| Given request |
Set down the material below in full, matching it exactly.

| Supplied entries |
######
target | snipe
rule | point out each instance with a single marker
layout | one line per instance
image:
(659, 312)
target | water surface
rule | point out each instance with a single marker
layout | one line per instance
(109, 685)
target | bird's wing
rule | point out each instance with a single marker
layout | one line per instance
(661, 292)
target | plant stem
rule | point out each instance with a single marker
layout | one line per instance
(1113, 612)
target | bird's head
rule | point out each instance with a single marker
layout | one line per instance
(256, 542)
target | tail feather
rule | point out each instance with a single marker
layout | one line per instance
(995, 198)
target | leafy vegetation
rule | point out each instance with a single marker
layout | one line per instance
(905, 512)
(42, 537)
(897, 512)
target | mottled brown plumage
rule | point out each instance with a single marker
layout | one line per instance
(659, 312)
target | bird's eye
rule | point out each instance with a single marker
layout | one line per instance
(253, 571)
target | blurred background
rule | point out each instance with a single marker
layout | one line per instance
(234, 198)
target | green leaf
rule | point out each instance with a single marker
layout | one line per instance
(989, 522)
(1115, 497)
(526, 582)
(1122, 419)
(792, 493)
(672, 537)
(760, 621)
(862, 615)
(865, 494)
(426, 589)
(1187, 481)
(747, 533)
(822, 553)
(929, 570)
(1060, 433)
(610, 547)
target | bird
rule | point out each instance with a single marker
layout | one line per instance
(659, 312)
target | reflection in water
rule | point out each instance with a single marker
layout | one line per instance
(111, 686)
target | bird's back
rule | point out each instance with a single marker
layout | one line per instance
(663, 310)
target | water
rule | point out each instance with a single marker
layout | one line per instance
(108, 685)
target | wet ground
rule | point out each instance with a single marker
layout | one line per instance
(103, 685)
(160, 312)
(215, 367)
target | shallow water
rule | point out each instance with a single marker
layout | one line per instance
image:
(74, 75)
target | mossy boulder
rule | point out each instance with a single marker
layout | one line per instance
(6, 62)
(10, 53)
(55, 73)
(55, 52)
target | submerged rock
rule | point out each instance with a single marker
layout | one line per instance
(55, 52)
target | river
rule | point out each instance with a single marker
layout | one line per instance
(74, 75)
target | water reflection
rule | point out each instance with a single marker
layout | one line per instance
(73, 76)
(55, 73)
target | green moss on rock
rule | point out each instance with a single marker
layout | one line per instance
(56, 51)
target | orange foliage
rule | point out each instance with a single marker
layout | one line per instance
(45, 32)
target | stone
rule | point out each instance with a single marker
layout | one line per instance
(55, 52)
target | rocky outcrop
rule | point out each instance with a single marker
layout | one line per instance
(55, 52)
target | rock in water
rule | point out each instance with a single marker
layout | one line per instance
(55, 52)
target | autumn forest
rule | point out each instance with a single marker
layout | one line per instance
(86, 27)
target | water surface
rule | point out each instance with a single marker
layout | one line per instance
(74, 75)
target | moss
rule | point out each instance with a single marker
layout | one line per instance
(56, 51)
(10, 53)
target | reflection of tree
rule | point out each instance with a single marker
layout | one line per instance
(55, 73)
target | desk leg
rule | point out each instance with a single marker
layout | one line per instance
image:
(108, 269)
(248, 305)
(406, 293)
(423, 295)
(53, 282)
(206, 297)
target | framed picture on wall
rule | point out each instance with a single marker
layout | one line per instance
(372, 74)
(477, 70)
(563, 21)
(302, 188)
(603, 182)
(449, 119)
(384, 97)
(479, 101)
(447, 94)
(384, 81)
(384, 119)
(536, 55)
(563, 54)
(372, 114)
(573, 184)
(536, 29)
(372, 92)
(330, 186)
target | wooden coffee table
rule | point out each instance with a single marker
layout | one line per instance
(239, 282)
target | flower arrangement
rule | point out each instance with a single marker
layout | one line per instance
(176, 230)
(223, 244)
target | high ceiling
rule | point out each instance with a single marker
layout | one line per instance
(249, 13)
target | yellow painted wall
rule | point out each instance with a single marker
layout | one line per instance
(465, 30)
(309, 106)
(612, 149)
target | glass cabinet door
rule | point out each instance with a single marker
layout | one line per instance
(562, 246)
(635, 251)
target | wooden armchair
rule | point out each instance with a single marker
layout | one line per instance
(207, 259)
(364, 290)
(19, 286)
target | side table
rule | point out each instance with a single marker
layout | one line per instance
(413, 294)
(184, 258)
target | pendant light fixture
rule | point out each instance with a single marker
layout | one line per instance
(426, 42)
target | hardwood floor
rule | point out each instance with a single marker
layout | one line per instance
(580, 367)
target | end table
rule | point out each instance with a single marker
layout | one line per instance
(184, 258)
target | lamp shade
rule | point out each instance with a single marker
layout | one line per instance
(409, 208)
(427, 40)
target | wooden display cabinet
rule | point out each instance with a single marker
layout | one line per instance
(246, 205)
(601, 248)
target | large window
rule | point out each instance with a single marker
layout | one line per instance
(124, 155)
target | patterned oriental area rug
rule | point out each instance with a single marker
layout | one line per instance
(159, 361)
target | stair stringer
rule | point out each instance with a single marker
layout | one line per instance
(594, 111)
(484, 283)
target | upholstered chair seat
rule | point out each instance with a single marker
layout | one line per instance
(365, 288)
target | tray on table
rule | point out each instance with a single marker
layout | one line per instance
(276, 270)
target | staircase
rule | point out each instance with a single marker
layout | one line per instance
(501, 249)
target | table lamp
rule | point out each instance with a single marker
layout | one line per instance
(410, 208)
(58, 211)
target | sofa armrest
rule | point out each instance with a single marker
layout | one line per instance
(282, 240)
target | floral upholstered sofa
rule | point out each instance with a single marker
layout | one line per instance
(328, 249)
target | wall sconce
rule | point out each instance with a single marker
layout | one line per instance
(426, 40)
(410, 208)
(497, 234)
######
| The result |
target | snipe
rule | point out each instance with a single marker
layout | one line per instance
image:
(659, 312)
target | water surface
rule | point out each instance with a single marker
layout | one line per instance
(109, 685)
target | bird's wing
rule | point out each instance with a single marker
layout | one line per instance
(661, 292)
target | plant stem
rule | point out each instance with a single marker
layout | one line per instance
(1113, 612)
target | bird's head
rule | point out each instance with a single marker
layout | one line per instance
(256, 542)
target | tail feather
rule | point out each instance with a single marker
layout | one line per instance
(995, 198)
target | leafy vegetation
rule | point out each instance with a single marker
layout | one line per instance
(905, 512)
(42, 537)
(897, 512)
target | mottled brown plumage
rule | point out each instance with a single marker
layout | one line per instance
(659, 312)
target | bird's eye
rule | point out each instance with a single marker
layout | one line per instance
(253, 571)
target | blurred background
rule | point out each instance with a single marker
layout | one line per instance
(234, 198)
target | green leaf
rule | point out each instance with a single marker
layout | one line per instance
(989, 522)
(1115, 497)
(526, 582)
(1122, 419)
(792, 493)
(672, 537)
(760, 621)
(862, 615)
(865, 494)
(426, 589)
(1187, 481)
(747, 533)
(822, 553)
(929, 570)
(1060, 433)
(610, 547)
target | bird
rule | point out each instance with a single marker
layout | one line per instance
(659, 312)
target | reflection in water
rule | point out each instance with a single marker
layout | one line per instance
(111, 686)
target | bird's back
rule | point out each instance with a single marker
layout | one line per instance
(663, 310)
target | water
rule | point out each instance with a single marker
layout | one line per instance
(108, 685)
target | wet ground
rule | point out each instance with a single marker
layout | one line per instance
(103, 685)
(160, 312)
(215, 367)
target | shallow water
rule | point out each instance with a single marker
layout | one line per instance
image:
(74, 75)
target | mossy boulder
rule | point out each instance with a single marker
layout | one line per instance
(6, 62)
(10, 53)
(55, 73)
(55, 52)
target | submerged rock
rule | point out each instance with a single marker
layout | one line per instance
(55, 52)
target | river
rule | point out each instance with a single marker
layout | one line per instance
(74, 75)
target | water reflection
rule | point out each instance with a single marker
layout | one line per instance
(73, 76)
(55, 73)
target | green moss on rock
rule | point out each instance with a single marker
layout | one line per instance
(56, 51)
target | orange foliage
rule | point out each instance with a single marker
layout | one line per instance
(45, 32)
target | stone
rule | point out each instance with a single marker
layout | one line per instance
(55, 52)
target | rocky outcrop
rule | point out each instance with a single marker
layout | one line per instance
(55, 52)
target | rock in water
rule | point out each instance with a single marker
layout | one line per instance
(55, 52)
target | autumn forest
rule | point out each instance with a single marker
layout | one line per instance
(86, 27)
target | water surface
rule | point out each instance with a single marker
layout | one line per instance
(74, 75)
target | moss
rule | point out each instance with a single marker
layout | one line per instance
(56, 51)
(10, 53)
target | reflection of tree
rule | point out each instance with a single marker
layout | one line per instance
(55, 73)
target | desk leg
rule | point out each instance with a single marker
layout | one line per instance
image:
(108, 269)
(248, 305)
(406, 293)
(423, 295)
(53, 282)
(206, 297)
target | framed picture on wall
rule | point out each instance with a single marker
layout | one line per instance
(372, 74)
(477, 70)
(563, 21)
(302, 188)
(603, 182)
(449, 119)
(384, 97)
(479, 101)
(447, 94)
(384, 81)
(384, 119)
(536, 55)
(563, 54)
(372, 114)
(573, 184)
(536, 29)
(372, 92)
(330, 186)
target | wooden coffee table
rule | point out each instance with a single marker
layout | one line per instance
(239, 282)
target | flower arrangement
rule | point out each instance with a single marker
layout | one line per instance
(176, 230)
(223, 244)
target | high ceiling
rule | point out each instance with a single marker
layout | one line per instance
(249, 13)
target | yellow painted wall
rule | point out each instance with a single marker
layout | one line per instance
(465, 30)
(309, 106)
(612, 149)
target | glass cabinet door
rule | point out each instance with a single marker
layout | one line per instance
(562, 246)
(635, 251)
target | wooden armchair
rule | point out each instance with a single marker
layout | one line per instance
(207, 259)
(364, 290)
(19, 286)
target | side table
rule | point out each instance with a single marker
layout | one line per instance
(413, 294)
(184, 258)
target | pendant light fixture
rule | point out each instance with a single marker
layout | one line per instance
(426, 42)
target | hardwood floor
rule | point out each instance with a single marker
layout | one line per instance
(580, 367)
target | end table
rule | point out each instance with a single marker
layout | one line per instance
(184, 258)
target | lamp shade
rule | point out each instance with a single marker
layout | one line per instance
(409, 208)
(427, 40)
target | wooden display cabinet
rule | point out each instance with a single marker
layout | one line per instance
(246, 205)
(601, 248)
target | large window
rule | point out each instance with a single marker
layout | one line per instance
(124, 155)
target | patterned oriental area rug
rule | point out each instance with a single marker
layout | one line per instance
(159, 361)
target | stair stringer
rule | point out each instance with a single marker
layout | one line per instance
(594, 111)
(484, 283)
target | upholstered chair seat
rule | point out each instance with a single marker
layout | one line per instance
(365, 288)
target | tray on table
rule | point out each instance with a single marker
layout | one line per instance
(276, 270)
target | staircase
rule | point out each instance with a single marker
layout | one line per instance
(501, 249)
target | table lamp
rule | point out each instance with a single marker
layout | one line per instance
(410, 208)
(58, 211)
target | sofa armrest
rule | point out each instance with a single marker
layout | one line per instance
(282, 240)
target | floral upholstered sofa
rule | point out each instance with a single marker
layout | one line per instance
(328, 249)
target | wall sconce
rule | point out each instance with a single marker
layout | one line per instance
(426, 40)
(410, 208)
(497, 234)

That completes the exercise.